--- start of Task input ---
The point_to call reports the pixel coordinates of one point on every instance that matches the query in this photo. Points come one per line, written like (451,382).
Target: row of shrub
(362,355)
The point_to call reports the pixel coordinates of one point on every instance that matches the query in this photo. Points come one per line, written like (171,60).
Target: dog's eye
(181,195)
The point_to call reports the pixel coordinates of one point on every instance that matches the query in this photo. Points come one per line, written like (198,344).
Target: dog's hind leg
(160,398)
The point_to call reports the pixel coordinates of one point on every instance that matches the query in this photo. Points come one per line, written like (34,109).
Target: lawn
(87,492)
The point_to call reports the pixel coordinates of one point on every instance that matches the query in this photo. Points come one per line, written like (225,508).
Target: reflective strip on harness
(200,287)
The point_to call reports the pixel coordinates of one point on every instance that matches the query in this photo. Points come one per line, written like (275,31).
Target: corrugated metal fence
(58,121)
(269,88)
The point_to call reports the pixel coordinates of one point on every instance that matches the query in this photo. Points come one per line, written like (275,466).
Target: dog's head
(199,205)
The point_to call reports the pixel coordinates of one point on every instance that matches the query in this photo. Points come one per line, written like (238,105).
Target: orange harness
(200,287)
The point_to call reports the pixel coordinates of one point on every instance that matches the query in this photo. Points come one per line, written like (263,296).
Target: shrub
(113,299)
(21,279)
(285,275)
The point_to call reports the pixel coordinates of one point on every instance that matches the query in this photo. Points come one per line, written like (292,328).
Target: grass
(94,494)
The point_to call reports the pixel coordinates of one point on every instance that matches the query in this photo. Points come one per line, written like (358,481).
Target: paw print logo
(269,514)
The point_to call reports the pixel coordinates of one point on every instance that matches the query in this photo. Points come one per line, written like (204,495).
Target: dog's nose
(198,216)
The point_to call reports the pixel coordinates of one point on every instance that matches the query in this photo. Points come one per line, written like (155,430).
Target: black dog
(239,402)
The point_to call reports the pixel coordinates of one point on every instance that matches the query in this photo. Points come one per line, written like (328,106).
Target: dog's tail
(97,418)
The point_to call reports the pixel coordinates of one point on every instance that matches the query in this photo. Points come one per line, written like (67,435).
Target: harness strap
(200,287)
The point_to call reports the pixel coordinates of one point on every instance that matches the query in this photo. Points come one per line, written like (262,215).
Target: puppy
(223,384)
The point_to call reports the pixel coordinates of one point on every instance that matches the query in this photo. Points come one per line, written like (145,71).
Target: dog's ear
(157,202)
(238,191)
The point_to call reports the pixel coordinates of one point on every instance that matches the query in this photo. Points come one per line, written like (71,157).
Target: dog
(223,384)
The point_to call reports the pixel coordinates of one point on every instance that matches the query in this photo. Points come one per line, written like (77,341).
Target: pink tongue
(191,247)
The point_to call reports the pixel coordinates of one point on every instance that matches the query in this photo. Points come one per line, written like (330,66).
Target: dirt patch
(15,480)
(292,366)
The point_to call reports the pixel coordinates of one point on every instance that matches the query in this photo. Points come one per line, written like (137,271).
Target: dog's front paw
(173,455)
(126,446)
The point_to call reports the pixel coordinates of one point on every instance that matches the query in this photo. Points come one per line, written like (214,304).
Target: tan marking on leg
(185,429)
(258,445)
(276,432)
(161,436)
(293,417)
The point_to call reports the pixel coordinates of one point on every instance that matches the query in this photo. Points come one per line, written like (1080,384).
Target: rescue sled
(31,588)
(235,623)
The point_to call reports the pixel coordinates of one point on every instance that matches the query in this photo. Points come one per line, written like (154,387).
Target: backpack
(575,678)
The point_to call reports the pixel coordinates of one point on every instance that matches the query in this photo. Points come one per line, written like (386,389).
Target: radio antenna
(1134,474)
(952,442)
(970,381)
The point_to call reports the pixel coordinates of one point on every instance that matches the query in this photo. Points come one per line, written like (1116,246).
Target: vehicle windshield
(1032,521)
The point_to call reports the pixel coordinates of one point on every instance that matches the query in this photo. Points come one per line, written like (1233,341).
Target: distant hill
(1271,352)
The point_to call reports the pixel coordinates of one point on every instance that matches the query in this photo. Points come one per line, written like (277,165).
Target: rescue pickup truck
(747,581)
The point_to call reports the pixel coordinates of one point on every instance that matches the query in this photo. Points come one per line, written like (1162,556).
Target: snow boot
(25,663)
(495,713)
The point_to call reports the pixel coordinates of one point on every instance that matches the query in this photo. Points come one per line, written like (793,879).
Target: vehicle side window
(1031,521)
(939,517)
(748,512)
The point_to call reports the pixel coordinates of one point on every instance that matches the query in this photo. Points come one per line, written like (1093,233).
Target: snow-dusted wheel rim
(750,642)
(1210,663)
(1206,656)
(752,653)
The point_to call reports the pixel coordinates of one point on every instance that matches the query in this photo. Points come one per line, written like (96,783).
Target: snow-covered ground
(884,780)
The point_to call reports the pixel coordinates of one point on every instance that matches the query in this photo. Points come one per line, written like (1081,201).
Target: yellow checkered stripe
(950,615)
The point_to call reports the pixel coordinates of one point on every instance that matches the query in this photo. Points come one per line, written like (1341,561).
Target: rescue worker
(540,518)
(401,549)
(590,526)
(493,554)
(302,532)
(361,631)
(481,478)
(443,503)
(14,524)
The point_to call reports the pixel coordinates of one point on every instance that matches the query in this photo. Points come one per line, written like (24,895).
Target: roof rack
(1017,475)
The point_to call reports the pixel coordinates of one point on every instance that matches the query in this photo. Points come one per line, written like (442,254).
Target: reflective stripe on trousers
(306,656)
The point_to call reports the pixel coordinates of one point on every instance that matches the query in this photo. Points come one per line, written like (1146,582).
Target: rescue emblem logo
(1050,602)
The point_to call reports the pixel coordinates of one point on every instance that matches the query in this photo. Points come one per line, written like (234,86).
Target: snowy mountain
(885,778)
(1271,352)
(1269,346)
--- end of Task input ---
Your task is to retype all of the records exactly.

• **Correct result**:
The point_to call reports the pixel coordinates of one point on every instance that matches the query in this photo. Points come one per line, written like (451,382).
Target: row of shrub
(362,355)
The point_to call reports the pixel coordinates of one point on every instance that matches the query in this photo. Points come one per line, written like (171,60).
Target: dog's eye
(181,195)
The point_to call reports the pixel coordinates of one point on every instance that matches the query in this photo. Points come one per line, written like (198,344).
Target: dog's hind leg
(160,398)
The point_to call reports the pixel coordinates of one point on every instance that matches the query in this photo. Points come one per line, written like (34,109).
Target: lawn
(87,492)
The point_to call reports the pixel coordinates of one point on every instance that matches the query in this photo. Points come one per line, written like (225,508).
Target: reflective strip on harness
(200,287)
The point_to call reports the pixel coordinates of one point on every instance that matches the query in this photo. Points come one per line, written like (275,31).
Target: corrugated metal fence
(58,121)
(269,88)
The point_to call reports the pixel coordinates of one point on every instance that matches the query in this photo. Points come one per line, written like (275,466).
Target: dog's head
(199,205)
The point_to call reports the pixel coordinates of one point on every instance that matches the query in this photo. Points come one per line, written like (238,105).
Target: orange harness
(200,287)
The point_to call reports the pixel coordinates of one point on every instance that matches the query in this photo. Points come one per line, written like (263,296).
Target: shrub
(113,299)
(21,279)
(285,275)
The point_to call reports the pixel coordinates of one point on every instance that matches the query in this photo. Points come one per line, written like (292,328).
Target: grass
(94,494)
The point_to call reports the pixel coordinates of one point on every instance that matches the query in this photo. Points come one per line, written like (358,481).
Target: paw print logo
(269,514)
The point_to call reports the pixel coordinates of one point on every instance that matches the query in this photo. Points come one per line, written like (204,495).
Target: dog's nose
(198,216)
The point_to call reports the pixel coordinates of one point on every instance that matches the query in this photo. Points come one per line, written like (155,430).
Target: black dog
(239,402)
The point_to call reports the pixel coordinates of one point on every instance that matches the query in this photo. Points come one per line, written like (328,106).
Target: dog's tail
(97,418)
The point_to call reports the pixel coordinates of one point on every instance that matches the query in this photo. Points come one per line, written like (67,435).
Target: harness strap
(200,287)
The point_to call reports the pixel coordinates of one point on every instance that matches the query in this photo. Points come one per line, written like (262,215).
Target: puppy
(223,384)
The point_to call reports the pixel coordinates of one point on every instance that matches the query in this photo. Points come one per line, written like (145,71).
Target: dog's ear
(157,202)
(238,191)
The point_to call reports the pixel coordinates of one point on every instance that matches the query in this photo. Points come one per line, written like (71,157).
Target: dog
(223,384)
The point_to call reports the pixel coordinates of one point on every instance that matches the query in this photo. Points come one per line, written like (77,341).
Target: pink tongue
(191,247)
The point_to call reports the pixel coordinates of one point on every instance that matches the query in this photo. Points come one per line, written like (330,66).
Target: dirt patch
(15,480)
(292,366)
The point_to call reports the pixel coordinates of one point on every instance that matches the query in this photo. Points come one per line, written like (137,271).
Target: dog's front paw
(173,455)
(126,446)
The point_to call reports the pixel coordinates of one point on every instance that matches the query in this photo. Points come one per line, written like (214,304).
Target: tan marking on leg
(185,429)
(258,445)
(276,432)
(161,436)
(293,417)
The point_to call reports the pixel coordinates of one point on every instance that matches the query in this photo. Points come one per line, written like (1080,384).
Target: rescue sled
(31,588)
(235,623)
The point_to call reports the pixel coordinates of one point on every instance that matches the query in this photo. Points come one per line, written like (154,387).
Target: backpack
(575,678)
The point_to call reports the pixel coordinates of one point on every instance that matches the query in this photo. Points come one per line, written like (386,389).
Target: radio antenna
(1134,474)
(952,442)
(970,381)
The point_to call reports the pixel coordinates of one point on every instance that matches the query in this photo. Points come one per line, written like (1116,246).
Target: vehicle windshield
(1032,521)
The point_to call reports the pixel coordinates of one point on every instance that matches the query in this photo. Points come one per line, written like (1233,341).
Target: distant hill
(1271,352)
The point_to call reports the pixel coordinates of one point on every instance that matches the query in this photo. Points come one per line, written like (277,165).
Target: rescue pickup truck
(747,581)
The point_to call reports the pixel coordinates of one point on every instance that matches the query in this photo. Points come one per line, written like (1162,556).
Target: snow boot
(25,663)
(495,713)
The point_to call reports the pixel coordinates of one point on every instance that matches the query in this photo. Points come one per line, written like (793,879).
Target: vehicle side window
(1031,521)
(939,517)
(748,512)
The point_to call reports the pixel coordinates of one point on every instance that matches the query in this photo. Points come one per line, written like (1093,233).
Target: snow-dusted wheel rim
(750,642)
(1210,663)
(1206,656)
(752,653)
The point_to call reports the pixel coordinates of one point on every instance that matches the query in this photo. Points come one per line, written like (96,783).
Target: snow-covered ground
(884,780)
The point_to call reports the pixel coordinates of one point on every instance that matches the query in this photo. Points come one per line, written like (1081,201).
Target: yellow checkered stripe
(950,615)
The point_to call reports the pixel coordinates of one point on every instance that matches the query in this photo. Points come one per line, written like (1341,561).
Target: rescue worker
(540,518)
(401,549)
(590,526)
(493,554)
(302,532)
(361,631)
(481,478)
(443,503)
(14,524)
The point_to call reports the pixel coordinates of one point on every instance that matches the query in this photo. Points come one per line, written like (24,895).
Target: roof rack
(1017,475)
The point_to call reports the pixel coordinates of one point on every instance that matches the query in this photo. Points come one per line, written like (442,254).
Target: reflective stripe on trousers
(306,656)
The point_to call reports the pixel coordinates of one point on every instance that matches the query in this photo. Points come one per line, written like (1146,582).
Target: rescue emblem logo
(1050,602)
The point_to call reports the pixel coordinates of one point on every instance that matches the query in this photo. Points come one per line, written like (234,86).
Target: snowy mountain
(885,778)
(1271,352)
(1269,346)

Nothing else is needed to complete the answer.